* **Given request**: Gather every line of the items below that contains the word "dark", copying each such line in full.

* **Data for this exercise**:
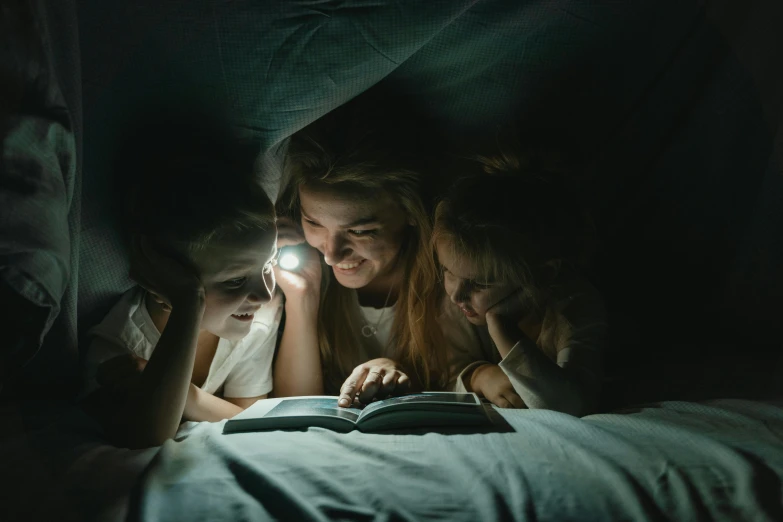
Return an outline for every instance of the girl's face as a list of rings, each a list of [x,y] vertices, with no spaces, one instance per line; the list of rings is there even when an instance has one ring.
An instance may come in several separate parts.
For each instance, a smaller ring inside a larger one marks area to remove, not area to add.
[[[271,301],[277,230],[248,230],[199,251],[195,263],[206,291],[201,328],[229,340],[250,332],[253,314]]]
[[[485,280],[471,261],[446,240],[438,241],[436,250],[446,294],[475,325],[486,325],[487,310],[518,290],[508,283]]]
[[[388,193],[302,187],[299,199],[305,239],[323,254],[337,282],[362,288],[394,272],[408,222]]]

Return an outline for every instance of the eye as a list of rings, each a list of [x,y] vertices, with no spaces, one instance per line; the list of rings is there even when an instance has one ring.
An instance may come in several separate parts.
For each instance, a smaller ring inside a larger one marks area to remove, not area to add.
[[[363,237],[363,236],[374,236],[376,231],[375,230],[348,230],[348,233],[356,236],[356,237]]]
[[[223,281],[223,284],[228,288],[236,289],[241,288],[245,284],[245,281],[247,281],[247,277],[237,277],[229,279],[228,281]]]

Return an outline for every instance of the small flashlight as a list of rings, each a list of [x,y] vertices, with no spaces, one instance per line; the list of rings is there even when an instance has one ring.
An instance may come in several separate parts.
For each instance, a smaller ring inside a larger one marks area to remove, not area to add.
[[[283,247],[280,249],[280,258],[277,261],[277,265],[283,270],[293,270],[299,266],[299,257],[294,253],[293,248]]]

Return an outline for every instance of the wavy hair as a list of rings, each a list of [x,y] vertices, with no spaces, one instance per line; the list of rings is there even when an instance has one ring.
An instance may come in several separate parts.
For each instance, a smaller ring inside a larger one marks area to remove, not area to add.
[[[389,344],[397,359],[413,370],[418,385],[442,387],[448,381],[443,335],[439,328],[429,327],[435,324],[442,289],[429,252],[432,225],[423,196],[426,190],[420,173],[387,143],[368,132],[335,145],[317,130],[300,131],[289,144],[285,167],[289,181],[278,208],[300,222],[299,190],[308,185],[383,192],[400,205],[412,225],[406,229],[399,256],[403,284]],[[355,292],[342,287],[328,268],[323,273],[318,342],[324,381],[337,389],[355,365],[362,324],[353,313],[358,309]]]

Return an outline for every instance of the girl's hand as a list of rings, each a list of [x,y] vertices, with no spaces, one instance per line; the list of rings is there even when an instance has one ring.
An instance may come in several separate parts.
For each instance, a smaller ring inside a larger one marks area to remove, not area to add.
[[[485,364],[473,370],[470,387],[499,408],[526,407],[508,376],[497,364]]]
[[[204,285],[195,271],[164,255],[146,236],[135,235],[131,240],[130,276],[169,308],[204,296]]]
[[[301,304],[306,301],[318,306],[321,293],[321,256],[316,249],[305,242],[293,221],[279,218],[277,221],[277,248],[296,247],[299,266],[285,270],[275,266],[277,285],[286,296],[286,302]]]
[[[404,395],[410,387],[410,379],[396,362],[373,359],[354,368],[340,388],[337,405],[348,408],[353,405],[354,398],[361,404],[369,404],[373,399]]]

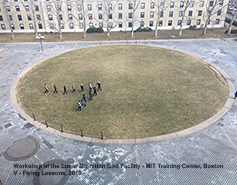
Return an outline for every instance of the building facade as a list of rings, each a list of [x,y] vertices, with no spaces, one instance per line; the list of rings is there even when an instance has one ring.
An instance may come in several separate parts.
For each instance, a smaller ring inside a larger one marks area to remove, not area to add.
[[[208,27],[221,28],[228,0],[1,0],[0,33],[83,32],[86,28],[107,26],[111,31],[129,31],[156,25],[160,30],[202,28],[208,12]],[[185,16],[184,16],[185,15]],[[158,19],[159,17],[159,19]],[[183,21],[182,21],[183,20]]]

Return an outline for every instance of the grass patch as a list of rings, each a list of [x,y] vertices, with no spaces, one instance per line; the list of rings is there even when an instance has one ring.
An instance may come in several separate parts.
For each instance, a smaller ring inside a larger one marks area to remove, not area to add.
[[[76,112],[79,86],[103,91]],[[44,84],[50,93],[44,95]],[[72,84],[77,92],[72,93]],[[53,94],[56,84],[59,94]],[[63,95],[66,85],[68,94]],[[181,52],[148,46],[99,46],[48,59],[22,77],[17,98],[29,115],[65,132],[104,138],[142,138],[196,125],[225,103],[222,76]]]

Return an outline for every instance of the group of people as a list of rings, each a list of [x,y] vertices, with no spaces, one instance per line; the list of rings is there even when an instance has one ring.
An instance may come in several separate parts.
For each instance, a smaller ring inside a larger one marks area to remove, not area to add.
[[[102,91],[100,82],[96,83],[96,85],[98,85],[98,89],[96,89],[96,87],[92,87],[90,82],[88,84],[88,86],[89,86],[89,97],[90,97],[89,100],[92,100],[93,96],[97,96],[97,91],[99,91],[99,90]],[[49,89],[47,87],[47,84],[44,85],[44,89],[45,89],[44,94],[47,95],[47,93],[49,93]],[[93,94],[92,94],[92,89],[94,90]],[[75,84],[72,84],[72,92],[73,93],[76,92]],[[81,92],[84,92],[83,84],[81,84]],[[55,84],[54,84],[54,92],[53,93],[57,93],[58,94],[58,89],[57,89],[57,86]],[[63,87],[63,95],[65,95],[65,94],[68,94],[66,86]],[[78,100],[78,102],[77,102],[77,106],[78,106],[77,111],[78,110],[81,111],[82,107],[86,107],[86,103],[87,103],[86,95],[83,94],[82,99]]]

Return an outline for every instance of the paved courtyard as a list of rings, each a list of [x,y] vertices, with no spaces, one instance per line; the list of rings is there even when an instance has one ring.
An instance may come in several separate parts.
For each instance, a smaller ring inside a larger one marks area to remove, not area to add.
[[[10,91],[22,71],[52,55],[100,44],[136,43],[43,43],[46,51],[43,53],[39,43],[0,44],[1,183],[237,184],[237,100],[223,117],[199,131],[140,144],[103,144],[64,138],[31,125],[14,110]],[[222,69],[237,89],[236,39],[138,41],[137,44],[177,49],[201,57]]]

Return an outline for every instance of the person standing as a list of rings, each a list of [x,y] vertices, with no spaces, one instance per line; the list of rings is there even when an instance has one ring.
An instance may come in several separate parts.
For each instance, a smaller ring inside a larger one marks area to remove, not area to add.
[[[65,93],[67,93],[67,89],[66,89],[65,85],[64,85],[63,89],[64,89],[64,92],[63,92],[63,95],[64,95]]]
[[[44,91],[44,94],[47,94],[47,93],[49,93],[49,89],[48,89],[48,87],[47,87],[47,85],[46,85],[46,84],[44,84],[44,89],[45,89],[45,91]]]
[[[75,85],[72,84],[72,92],[75,93],[76,92],[76,89],[75,89]]]
[[[87,103],[87,99],[86,99],[86,95],[85,94],[83,94],[83,99]]]
[[[78,111],[78,110],[81,111],[81,103],[80,103],[80,100],[78,100],[78,102],[77,102],[77,106],[78,106],[77,111]]]
[[[58,93],[57,86],[54,84],[54,92],[53,93]]]
[[[99,90],[102,91],[102,89],[101,89],[101,85],[100,85],[100,82],[98,82],[97,85],[98,85],[98,91],[99,91]]]
[[[92,91],[92,85],[91,85],[91,83],[89,82],[89,92],[91,92]]]
[[[94,95],[96,95],[96,96],[97,96],[96,88],[95,88],[95,87],[93,87],[93,89],[94,89],[93,96],[94,96]]]
[[[84,91],[84,87],[83,87],[83,84],[81,84],[81,92]]]

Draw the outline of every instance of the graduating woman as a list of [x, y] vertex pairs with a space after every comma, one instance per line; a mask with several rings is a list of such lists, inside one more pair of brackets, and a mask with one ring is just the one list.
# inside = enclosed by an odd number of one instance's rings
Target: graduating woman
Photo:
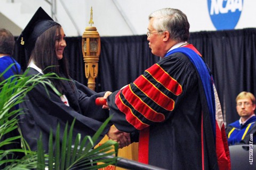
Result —
[[[68, 79], [50, 79], [61, 96], [39, 84], [21, 104], [25, 114], [20, 116], [20, 126], [30, 149], [37, 149], [37, 140], [42, 133], [44, 149], [47, 151], [50, 129], [53, 129], [54, 136], [60, 124], [61, 136], [66, 123], [70, 125], [74, 118], [73, 138], [77, 133], [82, 137], [92, 136], [108, 117], [108, 110], [95, 104], [95, 99], [108, 92], [96, 93], [70, 77], [63, 52], [67, 45], [65, 34], [61, 26], [39, 7], [17, 39], [17, 45], [19, 55], [23, 52], [25, 57], [29, 57], [28, 76], [54, 72]], [[111, 133], [114, 130], [108, 126], [101, 137], [107, 134], [114, 135], [118, 141], [125, 140], [122, 133]]]

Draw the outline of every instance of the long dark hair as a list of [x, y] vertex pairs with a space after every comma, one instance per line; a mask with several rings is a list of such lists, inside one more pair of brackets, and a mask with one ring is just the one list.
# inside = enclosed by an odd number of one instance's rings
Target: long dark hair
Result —
[[[60, 77], [70, 79], [68, 62], [64, 53], [62, 59], [58, 60], [55, 51], [56, 35], [57, 33], [60, 34], [61, 27], [57, 23], [37, 38], [28, 63], [33, 60], [44, 74], [54, 72]], [[65, 94], [62, 80], [57, 79], [52, 79], [51, 80], [60, 92]]]

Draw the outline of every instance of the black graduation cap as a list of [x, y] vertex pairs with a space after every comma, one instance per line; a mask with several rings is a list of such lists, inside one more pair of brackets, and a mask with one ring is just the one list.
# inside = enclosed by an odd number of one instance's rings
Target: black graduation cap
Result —
[[39, 7], [16, 41], [19, 57], [21, 55], [26, 59], [29, 58], [37, 38], [57, 23]]

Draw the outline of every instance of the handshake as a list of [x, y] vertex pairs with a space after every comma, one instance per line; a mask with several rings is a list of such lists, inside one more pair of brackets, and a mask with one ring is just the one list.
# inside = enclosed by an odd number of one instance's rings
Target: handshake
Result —
[[110, 127], [107, 135], [109, 139], [113, 140], [119, 144], [119, 148], [122, 149], [131, 144], [130, 133], [121, 132], [115, 126]]
[[[97, 98], [95, 102], [98, 106], [107, 106], [107, 100], [103, 98]], [[113, 140], [119, 143], [119, 148], [120, 149], [131, 144], [130, 133], [120, 131], [114, 125], [110, 127], [107, 135], [109, 139]]]

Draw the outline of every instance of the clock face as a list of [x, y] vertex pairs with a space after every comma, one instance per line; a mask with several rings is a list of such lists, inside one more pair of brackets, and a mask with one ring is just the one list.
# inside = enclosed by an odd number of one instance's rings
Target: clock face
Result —
[[95, 41], [90, 42], [90, 51], [92, 52], [97, 52], [98, 51], [98, 43]]

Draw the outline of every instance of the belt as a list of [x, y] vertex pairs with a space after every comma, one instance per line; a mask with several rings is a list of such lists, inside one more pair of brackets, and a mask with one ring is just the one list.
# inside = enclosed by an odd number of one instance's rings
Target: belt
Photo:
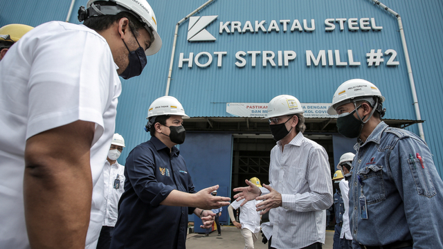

* **Complete output**:
Draw the outline of every instance of the long dark hair as a list of [x, y] vertex pairs with a space after every comma, one instance per line; a mask with several rings is a list of such lists, inside one more pair of brackets, and a mask with one ring is just the one list.
Target: long dark hair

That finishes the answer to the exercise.